> Actions to take
(a) In the Chappaqua Crossing hearing article, reproduce the passage between "Reports and recommendations from consultants and staff still" and "water and sanitation.", inclusive, changing "consultants" to "advisers" throughout.
(b) Using the Chappaqua Crossing hearing article, answer these questions:
(i) At least how many residents and other interested parties came to Tuesday night's town board meeting?
(ii) Until what date, at minimum, will written comments be accepted?
(iii) Who leads the town administrative staff preparing the report on increased service costs?

> Selected passage

-=-=-

DEIS hearing closed; written comment period continues until at least Sept. 18
See the July 28 hearing in video “on demand” on NCCTV’s website.
July 31, 2009
by Susie Pender
At least 130 residents and other interested parties turned out for Tuesday night’s town board meeting whose first agenda item was the continuation of the hearing on the draft environmental impact statement submitted by the Summit Greenfield developers in support of their proposal to build a mixed use commercial and residential project, Chappaqua Crossing, on the former Reader’s Digest property.
Despite the packed house and the intensity of feeling about the issues under discussion, Town Supervisor Barbara Gerrard maintained a firm hand on the proceedings and kept speakers moving apace throughout the three and one-half hours of presentations.
Important procedural announcements
At the conclusion of the evening, Supervisor Gerrard announced several significant procedural decisions. The hearings on the developer’s draft environment impact statement are closed. However, the time for written comments will continue until at least September 18, 2009. This should give some solace to commentators like the League of Women Voters, who asked the board for more time to continue its painstaking review of every section of the DEIS. Written comments can be sent by e-mail to .(JavaScript must be enabled to view this email address) or by mail to Town Clerk Jill Simon Shapiro, New Castle Town Hall, 200 S. Greeley Ave., Chappaqua, NY 10514.
Supervisor Gerrard also gave the developer a heads-up about the likely timing of the final EIS. In light of the complexity of the DEIS and the multitude of comments and questions relating to it that will have been received by September 18, it is unlikely that the final EIS will be completed in the normally expected 45 days. The State Environmental Quality Review Act under which the DEIS process is prescribed provides for an extension of the 45 day period if the lead agency, in this case the town board, believes an extension is necessary to do an adequate job.
Reports and recommendations from consultants and staff still in the works
According to Town Administrator Jerry Faiella, as the town board receives reports and recommendations from consultants and staff relating to the DEIS, they will be posted to the special web site created for all formal documents relating to Chappaqua Crossing, http://chappaquacrossingreview.mynewcastle.org/
Faiella confirmed that the town board is still expecting a report from their consultants HR&A Associates on the financials in the DEIS, especially as regards anticipated tax revenue. The town administrative staff, lead by Town Planner Lincoln Daley, is preparing a report on the increased service costs to the town that will be generated by the project, including recreation, police, public works, water and sanitation.

-=-=-

> Data shown
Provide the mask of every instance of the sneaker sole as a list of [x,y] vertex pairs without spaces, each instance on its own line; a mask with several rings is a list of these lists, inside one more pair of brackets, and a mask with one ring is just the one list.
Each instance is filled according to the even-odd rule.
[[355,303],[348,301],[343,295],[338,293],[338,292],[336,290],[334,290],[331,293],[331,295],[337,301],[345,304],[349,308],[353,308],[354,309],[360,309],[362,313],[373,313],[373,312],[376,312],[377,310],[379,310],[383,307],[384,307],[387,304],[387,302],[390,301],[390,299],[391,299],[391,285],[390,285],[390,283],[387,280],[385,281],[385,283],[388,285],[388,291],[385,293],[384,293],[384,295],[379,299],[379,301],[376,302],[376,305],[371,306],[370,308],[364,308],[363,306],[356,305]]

-=-=-

> Solutions in order
(a)
Reports and recommendations from advisers and staff still in the works
According to Town Administrator Jerry Faiella, as the town board receives reports and recommendations from advisers and staff relating to the DEIS, they will be posted to the special web site created for all formal documents relating to Chappaqua Crossing, http://chappaquacrossingreview.mynewcastle.org/
Faiella confirmed that the town board is still expecting a report from their advisers HR&A Associates on the financials in the DEIS, especially as regards anticipated tax revenue. The town administrative staff, lead by Town Planner Lincoln Daley, is preparing a report on the increased service costs to the town that will be generated by the project, including recreation, police, public works, water and sanitation.

(b)
(i) At least 130.
(ii) September 18, 2009.
(iii) Town Planner Lincoln Daley.